## TASK INSTRUCTIONS
Return every line of the data below word for word, including the punctuation.

## SOURCE INFORMATION
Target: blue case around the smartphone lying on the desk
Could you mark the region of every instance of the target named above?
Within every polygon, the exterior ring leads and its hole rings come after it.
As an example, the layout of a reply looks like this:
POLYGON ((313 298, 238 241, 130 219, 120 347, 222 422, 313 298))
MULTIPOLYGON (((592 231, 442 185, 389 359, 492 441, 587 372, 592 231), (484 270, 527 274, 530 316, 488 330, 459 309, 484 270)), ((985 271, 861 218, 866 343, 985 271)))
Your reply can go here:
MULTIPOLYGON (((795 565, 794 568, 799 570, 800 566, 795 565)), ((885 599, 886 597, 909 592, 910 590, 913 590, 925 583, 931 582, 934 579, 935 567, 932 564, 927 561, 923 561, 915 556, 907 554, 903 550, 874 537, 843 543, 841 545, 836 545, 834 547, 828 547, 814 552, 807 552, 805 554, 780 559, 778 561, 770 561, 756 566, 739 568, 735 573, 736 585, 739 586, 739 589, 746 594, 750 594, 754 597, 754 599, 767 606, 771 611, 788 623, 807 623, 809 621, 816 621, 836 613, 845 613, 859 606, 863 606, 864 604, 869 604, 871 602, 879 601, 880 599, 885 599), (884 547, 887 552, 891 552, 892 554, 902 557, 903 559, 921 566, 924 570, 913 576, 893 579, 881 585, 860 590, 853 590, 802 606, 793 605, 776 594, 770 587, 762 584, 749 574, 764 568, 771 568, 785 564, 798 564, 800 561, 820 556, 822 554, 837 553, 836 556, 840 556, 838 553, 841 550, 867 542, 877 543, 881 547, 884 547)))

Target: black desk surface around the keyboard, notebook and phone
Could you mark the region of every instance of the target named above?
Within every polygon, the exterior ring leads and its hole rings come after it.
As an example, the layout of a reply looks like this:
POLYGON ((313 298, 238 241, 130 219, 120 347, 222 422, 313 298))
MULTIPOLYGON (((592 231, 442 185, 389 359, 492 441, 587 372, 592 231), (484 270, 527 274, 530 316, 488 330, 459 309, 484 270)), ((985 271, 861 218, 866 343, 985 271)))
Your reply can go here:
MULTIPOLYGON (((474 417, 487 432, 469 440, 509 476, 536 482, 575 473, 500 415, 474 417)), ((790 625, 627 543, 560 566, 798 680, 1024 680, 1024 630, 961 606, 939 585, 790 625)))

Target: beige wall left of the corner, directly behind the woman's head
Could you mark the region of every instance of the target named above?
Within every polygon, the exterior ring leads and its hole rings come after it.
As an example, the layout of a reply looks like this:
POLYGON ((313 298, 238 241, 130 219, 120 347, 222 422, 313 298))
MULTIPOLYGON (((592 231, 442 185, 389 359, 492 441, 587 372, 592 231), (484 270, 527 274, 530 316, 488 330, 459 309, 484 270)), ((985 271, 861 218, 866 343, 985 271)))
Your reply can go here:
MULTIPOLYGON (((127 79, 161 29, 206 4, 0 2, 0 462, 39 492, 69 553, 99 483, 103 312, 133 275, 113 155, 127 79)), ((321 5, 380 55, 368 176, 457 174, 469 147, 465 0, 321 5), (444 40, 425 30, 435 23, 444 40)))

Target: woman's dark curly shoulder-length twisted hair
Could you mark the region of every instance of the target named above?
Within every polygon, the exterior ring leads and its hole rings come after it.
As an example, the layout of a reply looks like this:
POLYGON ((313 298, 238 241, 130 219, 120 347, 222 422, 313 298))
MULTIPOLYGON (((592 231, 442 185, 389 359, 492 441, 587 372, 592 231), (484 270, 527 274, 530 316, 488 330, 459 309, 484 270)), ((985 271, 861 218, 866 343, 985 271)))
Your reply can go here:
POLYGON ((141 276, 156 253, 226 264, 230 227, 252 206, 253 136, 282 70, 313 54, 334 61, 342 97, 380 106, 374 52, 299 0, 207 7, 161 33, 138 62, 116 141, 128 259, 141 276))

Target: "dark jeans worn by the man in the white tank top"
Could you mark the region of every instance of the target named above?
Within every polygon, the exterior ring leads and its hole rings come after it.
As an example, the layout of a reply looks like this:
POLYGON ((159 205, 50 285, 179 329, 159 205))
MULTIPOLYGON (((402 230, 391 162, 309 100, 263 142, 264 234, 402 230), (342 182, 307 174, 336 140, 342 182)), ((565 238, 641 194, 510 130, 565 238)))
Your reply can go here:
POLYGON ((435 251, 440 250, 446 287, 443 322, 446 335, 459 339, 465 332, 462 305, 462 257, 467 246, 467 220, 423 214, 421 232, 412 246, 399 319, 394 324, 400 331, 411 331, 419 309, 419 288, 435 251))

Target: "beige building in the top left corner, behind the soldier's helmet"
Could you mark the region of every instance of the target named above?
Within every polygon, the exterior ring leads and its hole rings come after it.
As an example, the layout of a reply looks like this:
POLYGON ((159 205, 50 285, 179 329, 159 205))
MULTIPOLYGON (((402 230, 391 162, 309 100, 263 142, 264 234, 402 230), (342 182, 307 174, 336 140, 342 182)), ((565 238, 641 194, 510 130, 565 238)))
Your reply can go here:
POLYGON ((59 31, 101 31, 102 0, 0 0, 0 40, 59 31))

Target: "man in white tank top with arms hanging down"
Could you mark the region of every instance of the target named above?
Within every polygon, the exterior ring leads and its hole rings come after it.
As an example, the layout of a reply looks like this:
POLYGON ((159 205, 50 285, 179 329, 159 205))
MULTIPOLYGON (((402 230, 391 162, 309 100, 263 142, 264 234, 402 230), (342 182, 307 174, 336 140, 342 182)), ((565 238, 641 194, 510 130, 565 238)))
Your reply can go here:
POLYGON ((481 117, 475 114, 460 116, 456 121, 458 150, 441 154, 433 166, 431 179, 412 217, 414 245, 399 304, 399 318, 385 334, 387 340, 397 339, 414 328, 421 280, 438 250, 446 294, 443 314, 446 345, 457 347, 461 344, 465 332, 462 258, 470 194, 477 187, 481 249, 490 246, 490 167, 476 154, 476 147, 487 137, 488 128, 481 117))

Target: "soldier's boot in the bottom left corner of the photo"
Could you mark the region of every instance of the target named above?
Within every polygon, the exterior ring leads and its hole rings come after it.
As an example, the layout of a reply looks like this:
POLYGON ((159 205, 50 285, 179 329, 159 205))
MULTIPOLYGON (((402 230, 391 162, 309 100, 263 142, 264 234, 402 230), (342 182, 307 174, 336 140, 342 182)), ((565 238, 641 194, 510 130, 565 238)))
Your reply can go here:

## ANSWER SECTION
Target: blue case around the smartphone lying on the desk
Could you mark the region of every instance of the target named above?
Within every polygon, the exterior ring leads and its hole rings come after it.
As an example, the layout of a reply looks like this:
POLYGON ((313 298, 238 241, 130 219, 120 347, 222 422, 313 298))
MULTIPOLYGON (((592 231, 442 185, 389 359, 492 441, 587 372, 592 231), (484 270, 527 274, 530 316, 488 330, 459 309, 484 270)), ((985 271, 861 218, 866 343, 985 271)))
Your reply can go here:
MULTIPOLYGON (((795 565, 794 568, 799 570, 800 566, 795 565)), ((885 599, 886 597, 909 592, 910 590, 913 590, 925 583, 931 582, 934 579, 935 567, 932 564, 927 561, 923 561, 915 556, 907 554, 903 550, 874 537, 843 543, 841 545, 836 545, 834 547, 828 547, 814 552, 807 552, 805 554, 780 559, 778 561, 770 561, 756 566, 739 568, 735 573, 736 585, 739 586, 739 589, 746 594, 750 594, 754 597, 754 599, 767 606, 771 611, 788 623, 807 623, 809 621, 816 621, 836 613, 845 613, 859 606, 863 606, 864 604, 869 604, 871 602, 879 601, 880 599, 885 599), (884 547, 887 552, 891 552, 892 554, 902 557, 903 559, 921 566, 924 570, 913 576, 893 579, 881 585, 860 590, 853 590, 802 606, 793 605, 776 594, 770 587, 762 584, 749 574, 764 568, 771 568, 785 564, 798 564, 800 561, 820 556, 822 554, 837 553, 836 556, 840 556, 838 553, 841 550, 867 542, 877 543, 881 547, 884 547)))

Target: black desk surface around the keyboard, notebook and phone
Could you mark the region of every instance of the target named above?
Within every polygon, the exterior ring leads and its hole rings come after it.
As an example, the layout of a reply looks like this:
POLYGON ((313 298, 238 241, 130 219, 120 347, 222 422, 313 298))
MULTIPOLYGON (((592 231, 442 185, 389 359, 492 441, 587 372, 592 231), (484 270, 527 274, 530 316, 488 330, 459 309, 484 270)), ((985 271, 861 218, 866 343, 985 271)))
Your reply can go here:
MULTIPOLYGON (((474 417, 487 432, 469 440, 509 476, 536 482, 575 473, 500 415, 474 417)), ((790 625, 627 543, 560 566, 798 680, 1024 680, 1024 630, 961 606, 939 585, 790 625)))

Target: beige wall left of the corner, directly behind the woman's head
Could you mark the region of every instance of the target named above?
Within every polygon, the exterior ring leads and its hole rings come after it.
As an example, the layout of a reply looks like this:
POLYGON ((313 298, 238 241, 130 219, 120 347, 222 422, 313 298))
MULTIPOLYGON (((592 231, 442 185, 389 359, 492 441, 587 372, 592 231), (484 270, 527 274, 530 316, 488 330, 459 309, 484 270)), ((985 271, 861 218, 866 343, 985 271)))
Your reply can go here:
MULTIPOLYGON (((127 79, 161 29, 206 4, 0 2, 0 462, 39 492, 69 553, 99 483, 103 312, 133 275, 113 155, 127 79)), ((321 5, 380 55, 368 176, 457 174, 469 147, 465 0, 321 5), (444 40, 425 30, 435 23, 444 40)))

Target: woman's dark curly shoulder-length twisted hair
Could you mark the region of every instance of the target named above?
Within every polygon, the exterior ring leads and its hole rings come after it.
As an example, the layout of a reply looks like this:
POLYGON ((313 298, 238 241, 130 219, 120 347, 222 422, 313 298))
MULTIPOLYGON (((592 231, 442 185, 389 359, 492 441, 587 372, 592 231), (484 270, 527 274, 530 316, 488 330, 459 309, 484 270)), ((985 271, 861 218, 866 343, 985 271)))
Your reply can go here:
POLYGON ((141 276, 156 253, 226 264, 230 227, 252 206, 253 136, 282 70, 313 54, 334 61, 342 97, 380 106, 374 52, 299 0, 207 7, 161 33, 138 62, 116 141, 128 259, 141 276))

Target: "dark jeans worn by the man in the white tank top"
Could you mark the region of every instance of the target named above?
Within every polygon, the exterior ring leads and its hole rings come after it.
As an example, the layout of a reply looks like this:
POLYGON ((159 205, 50 285, 179 329, 159 205))
MULTIPOLYGON (((402 230, 391 162, 309 100, 263 142, 264 234, 402 230), (342 182, 307 174, 336 140, 342 182)), ((565 238, 641 194, 510 130, 565 238)))
Your reply can go here:
POLYGON ((435 251, 440 250, 446 287, 443 322, 446 335, 459 339, 465 332, 462 305, 462 257, 467 246, 467 220, 423 214, 421 232, 412 246, 399 319, 394 324, 400 331, 411 331, 419 309, 419 288, 435 251))

Target: "beige building in the top left corner, behind the soldier's helmet"
Could you mark the region of every instance of the target named above?
Within every polygon, the exterior ring leads and its hole rings come after it.
As an example, the layout of a reply looks like this:
POLYGON ((159 205, 50 285, 179 329, 159 205))
MULTIPOLYGON (((402 230, 391 162, 309 100, 263 142, 264 234, 402 230), (342 182, 307 174, 336 140, 342 182)), ((565 238, 641 194, 510 130, 565 238)))
Your reply can go here:
POLYGON ((59 31, 101 31, 102 0, 0 0, 0 40, 59 31))

Target: "man in white tank top with arms hanging down"
Could you mark the region of every instance of the target named above?
Within every polygon, the exterior ring leads and its hole rings come after it.
As an example, the layout of a reply looks like this:
POLYGON ((159 205, 50 285, 179 329, 159 205))
MULTIPOLYGON (((402 230, 391 162, 309 100, 263 142, 264 234, 402 230), (342 182, 307 174, 336 140, 342 182)), ((565 238, 641 194, 510 130, 565 238)))
Your reply can go here:
POLYGON ((481 117, 475 114, 460 116, 456 121, 458 150, 441 154, 433 166, 431 179, 412 217, 414 245, 399 304, 399 318, 385 334, 387 340, 397 339, 414 328, 421 280, 438 250, 446 294, 443 314, 446 345, 457 347, 461 344, 465 332, 462 258, 470 194, 477 187, 481 249, 490 246, 490 167, 476 154, 476 147, 487 137, 488 128, 481 117))

Target: "soldier's boot in the bottom left corner of the photo"
Could you mark the region of every instance of the target named above?
Within every polygon, the exterior ring leads and its hole rings come after it.
As an example, the layout of a reply looks like this:
POLYGON ((159 205, 50 285, 179 329, 159 205))
MULTIPOLYGON (((402 230, 391 162, 309 100, 263 142, 264 234, 402 230), (342 182, 307 174, 336 140, 342 182)), ((565 238, 641 194, 510 130, 565 238)))
Your reply can go here:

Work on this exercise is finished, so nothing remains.